Lines before the one containing "Would you mind annotating the large" are to be left out; that line and every line after it, through the last line below, are to be reproduced exactly.

[Stored data entries]

▬▬▬

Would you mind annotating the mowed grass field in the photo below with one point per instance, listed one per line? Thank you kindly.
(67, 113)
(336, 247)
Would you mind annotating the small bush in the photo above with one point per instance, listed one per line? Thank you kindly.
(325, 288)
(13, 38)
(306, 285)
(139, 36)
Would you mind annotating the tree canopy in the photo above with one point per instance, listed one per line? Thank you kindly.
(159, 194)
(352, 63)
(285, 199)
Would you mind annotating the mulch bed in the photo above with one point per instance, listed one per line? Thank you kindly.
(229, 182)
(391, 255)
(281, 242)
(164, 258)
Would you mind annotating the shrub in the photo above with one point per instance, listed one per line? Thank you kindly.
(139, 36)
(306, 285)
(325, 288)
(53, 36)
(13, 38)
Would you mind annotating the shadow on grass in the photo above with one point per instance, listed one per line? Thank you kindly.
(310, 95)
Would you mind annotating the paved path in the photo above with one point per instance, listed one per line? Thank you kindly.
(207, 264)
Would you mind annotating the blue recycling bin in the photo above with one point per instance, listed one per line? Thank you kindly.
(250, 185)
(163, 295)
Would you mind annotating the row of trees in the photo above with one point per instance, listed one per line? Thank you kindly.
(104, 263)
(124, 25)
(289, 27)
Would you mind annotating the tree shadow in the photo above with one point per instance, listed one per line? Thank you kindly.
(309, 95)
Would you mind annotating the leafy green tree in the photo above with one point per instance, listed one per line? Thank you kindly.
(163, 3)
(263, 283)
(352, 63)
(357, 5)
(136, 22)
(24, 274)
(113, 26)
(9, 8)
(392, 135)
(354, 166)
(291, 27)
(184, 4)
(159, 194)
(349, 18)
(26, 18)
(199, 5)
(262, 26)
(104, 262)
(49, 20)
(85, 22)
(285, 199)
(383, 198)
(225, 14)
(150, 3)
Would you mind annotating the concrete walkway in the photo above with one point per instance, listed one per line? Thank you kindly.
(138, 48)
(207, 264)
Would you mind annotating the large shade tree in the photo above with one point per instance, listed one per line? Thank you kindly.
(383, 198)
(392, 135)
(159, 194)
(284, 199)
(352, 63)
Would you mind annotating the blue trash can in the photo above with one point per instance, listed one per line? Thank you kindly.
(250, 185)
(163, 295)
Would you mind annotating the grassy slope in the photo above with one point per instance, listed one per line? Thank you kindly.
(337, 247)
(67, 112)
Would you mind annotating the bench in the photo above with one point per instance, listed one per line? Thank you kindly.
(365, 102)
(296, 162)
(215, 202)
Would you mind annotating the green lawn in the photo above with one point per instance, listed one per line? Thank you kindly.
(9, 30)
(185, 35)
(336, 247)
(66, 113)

▬▬▬

TASK RESPONSE:
Would you mind annotating the large shade tree in the photo above with one point per instance, listed one per line? Thank you kindly.
(383, 198)
(392, 135)
(159, 194)
(284, 199)
(352, 63)
Would you mind annotating the blue trash can in the photo above with one point per instance, listed one per line? Thank you kindly.
(250, 185)
(163, 295)
Would you mind annotating the grassy slope in the photo above with one point per instance, listed one per line? Thank you kindly.
(337, 247)
(67, 112)
Would you mind annotating the bench in the photo above with one point per instance, listed one per line? Thank you kindly.
(365, 102)
(296, 162)
(215, 202)
Would you mind annotating the green lawn in the photo above with one point per instance, listed one per line? Thank you kindly.
(9, 30)
(185, 35)
(336, 247)
(66, 113)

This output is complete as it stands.